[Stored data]
▼
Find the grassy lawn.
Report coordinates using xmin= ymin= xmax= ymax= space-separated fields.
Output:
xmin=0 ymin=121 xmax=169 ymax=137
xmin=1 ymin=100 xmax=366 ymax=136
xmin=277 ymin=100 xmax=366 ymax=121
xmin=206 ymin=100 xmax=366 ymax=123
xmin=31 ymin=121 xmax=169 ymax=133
▲
Could you repeat every record word for word?

▶ [Exercise solution]
Find the grassy lawn.
Report coordinates using xmin= ymin= xmax= ymax= space-separated fields.
Output:
xmin=0 ymin=121 xmax=169 ymax=137
xmin=1 ymin=100 xmax=366 ymax=136
xmin=277 ymin=100 xmax=366 ymax=121
xmin=206 ymin=100 xmax=366 ymax=123
xmin=31 ymin=121 xmax=169 ymax=133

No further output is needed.